▶ [ФРАГМЕНТ ДОКУМЕНТА]:
Приеду я, должно быть, не раньше 4 или 5 февраля. Ужасно соскучился.
С Галкиным-Враским почти всё уже улажено. Маршрут: река Кама, Пермь, Тюмень, Томск, Иркутск, Амур, Сахалин, Япония, Китай, Коломбо, Порт-Саид, Константинополь и Одесса. Буду и в Маниле. Выеду из Москвы в начале апреля.
Поклон всем нашим и уверение, что я соскучился. Если тебе некогда сходить к Волкову, то попроси Машу.
Видаюсь с Марией Владимировной и Василисой.
Александр и его семья здравствуют.
Твой А. Чехов.
764. А. И. СУМБАТОВУ (ЮЖИНУ)
Январь, после 28, 1890 г. Петербург.
Милый Александр Иванович, забыл я сказать Вам, что Татищев просил оставить для него одну ложу (конечно, на "Гернани"). Будьте добры, составьте протекцию. В случае ежели лож нет, то оставьте два кресла.

▶ [ФРАГМЕНТ ДАННЫХ]:
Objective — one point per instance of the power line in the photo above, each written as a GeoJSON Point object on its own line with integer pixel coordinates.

▶ [СПИСОК ЗАДАЧ]:
A. Верны ли по фрагменту писем следующие утверждения: (i) из Москвы автор выедет в начале апреля; (ii) маршрут завершается в Константинополе; (iii) для Татищева просят оставить три кресла? На каждое ответьте «да» или «нет» и приведите решающие слова фрагмента дословно.
B. Перечислите всех людей, названных по имени или фамилии в первом письме фрагмента писем (до подписи «Твой А. Чехов.»), не считая самого подписавшего.
C. Продолжите фрагмент писем, начав сразу после его последней фразы.
Материал никак не связан с фрагментом писем.

▶ [СПИСОК ОТВЕТОВ]:
A.
(i) Да: «Выеду из Москвы в начале апреля.»
(ii) Нет: «Порт-Саид, Константинополь и Одесса».
(iii) Нет: «В случае ежели лож нет, то оставьте два кресла.»

B. Галкин-Враский, Волков, Маша, Мария Владимировна, Василиса, Александр.

C.
Простите, что я беспокою Вас. Не моя в том вина... и т. д.
Ваш душой
А. Чехов.
765. С. Н. ФИЛИППОВУ
2 февраля 1890 г. Петербург.
2 февр.
Ответствую Вам по пунктам:
1) На вопрос мой о Вашем днепровском очерке Суворин мне ответил, что он зимою не хочет печатать про летнее.
2) С М. А. Сувориным я еще не виделся. У него дети больны скарлатиной, и он сидит у себя дома, как в карантине.
3) В конце Вашего письма к Суворину Вы спрашиваете, можно ли Вам написать ответ "Новостям"; Суворин сказал: "взял бы да и написал... что тут спрашиваться?" Впредь, стало быть, не спрашивайтесь, а валяйте прямо.
4) Я в самом деле еду на о. Сахалин, но не ради одних только арестантов, а так вообще... Хочется вычеркнуть из жизни год или полтора.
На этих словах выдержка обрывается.